Day 2: Data manipulation and visualization

CSSS Math Camp 2024

Author

Jess Kunke, with previous material from Jess Godwin

Published

September 10, 2024

Today’s dataset

Today we’ll be using a subset of the gapminder dataset including life expectancy at birth (in years), GDP per capita (in US dollars, inflation-adjusted), and population by country. You can load this into R directly from the gapminder package, but to practice reading data from a file, we will read it from the file “gapminder.csv”.

Packages

We will be using the tidyverse package today, which we installed yesterday. Which of the following commands will we need? Both? One? Neither? Why?

# note: install.packages REQUIRES quotes around the package name
install.packages("tidyverse")
# for library you can use quotes or not, doesn't matter
library(tidyverse)

## Provided material
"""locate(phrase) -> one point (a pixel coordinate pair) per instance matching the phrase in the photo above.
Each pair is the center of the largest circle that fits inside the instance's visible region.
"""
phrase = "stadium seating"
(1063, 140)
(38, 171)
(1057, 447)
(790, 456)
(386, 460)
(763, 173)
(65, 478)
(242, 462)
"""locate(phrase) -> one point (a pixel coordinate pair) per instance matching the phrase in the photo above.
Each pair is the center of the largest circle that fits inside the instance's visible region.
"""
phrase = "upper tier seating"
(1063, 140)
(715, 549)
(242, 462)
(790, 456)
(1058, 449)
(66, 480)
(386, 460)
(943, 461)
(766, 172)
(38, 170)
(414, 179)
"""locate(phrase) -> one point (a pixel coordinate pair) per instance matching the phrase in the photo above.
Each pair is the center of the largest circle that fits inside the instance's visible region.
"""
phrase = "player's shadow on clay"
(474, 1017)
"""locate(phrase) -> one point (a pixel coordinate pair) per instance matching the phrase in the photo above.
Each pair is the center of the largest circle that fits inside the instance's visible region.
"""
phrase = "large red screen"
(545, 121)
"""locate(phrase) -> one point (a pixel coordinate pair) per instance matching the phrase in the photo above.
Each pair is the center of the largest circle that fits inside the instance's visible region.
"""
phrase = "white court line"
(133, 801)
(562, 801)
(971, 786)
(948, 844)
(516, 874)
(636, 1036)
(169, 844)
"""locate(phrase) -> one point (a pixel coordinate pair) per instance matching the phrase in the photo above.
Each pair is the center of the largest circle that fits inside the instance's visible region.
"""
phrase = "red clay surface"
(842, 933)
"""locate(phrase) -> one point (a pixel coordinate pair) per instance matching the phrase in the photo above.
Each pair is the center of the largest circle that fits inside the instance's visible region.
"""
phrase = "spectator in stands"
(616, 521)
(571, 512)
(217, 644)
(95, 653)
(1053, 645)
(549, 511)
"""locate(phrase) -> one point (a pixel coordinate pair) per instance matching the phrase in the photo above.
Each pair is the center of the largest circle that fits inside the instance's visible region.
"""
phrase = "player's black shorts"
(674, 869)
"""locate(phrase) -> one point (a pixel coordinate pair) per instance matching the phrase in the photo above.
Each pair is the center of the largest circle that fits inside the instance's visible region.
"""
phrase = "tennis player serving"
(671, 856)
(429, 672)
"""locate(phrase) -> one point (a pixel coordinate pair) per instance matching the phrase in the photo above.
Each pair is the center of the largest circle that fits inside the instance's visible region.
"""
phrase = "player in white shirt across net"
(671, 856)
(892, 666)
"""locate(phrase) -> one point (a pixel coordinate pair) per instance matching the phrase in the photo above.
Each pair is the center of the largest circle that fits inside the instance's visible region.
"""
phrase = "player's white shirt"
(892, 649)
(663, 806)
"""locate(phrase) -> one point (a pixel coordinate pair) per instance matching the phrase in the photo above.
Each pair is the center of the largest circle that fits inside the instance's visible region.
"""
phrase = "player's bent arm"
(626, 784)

## Written problem
Rename "tidyverse" to "dplyr" in the data manipulation lesson, and give the stretch from "Today we’ll be" through "library(tidyverse)" again with that change.

## Result of the exercise
Today we’ll be using a subset of the gapminder dataset including life expectancy at birth (in years), GDP per capita (in US dollars, inflation-adjusted), and population by country. You can load this into R directly from the gapminder package, but to practice reading data from a file, we will read it from the file “gapminder.csv”.

Packages

We will be using the dplyr package today, which we installed yesterday. Which of the following commands will we need? Both? One? Neither? Why?

# note: install.packages REQUIRES quotes around the package name
install.packages("dplyr")
# for library you can use quotes or not, doesn't matter
library(dplyr)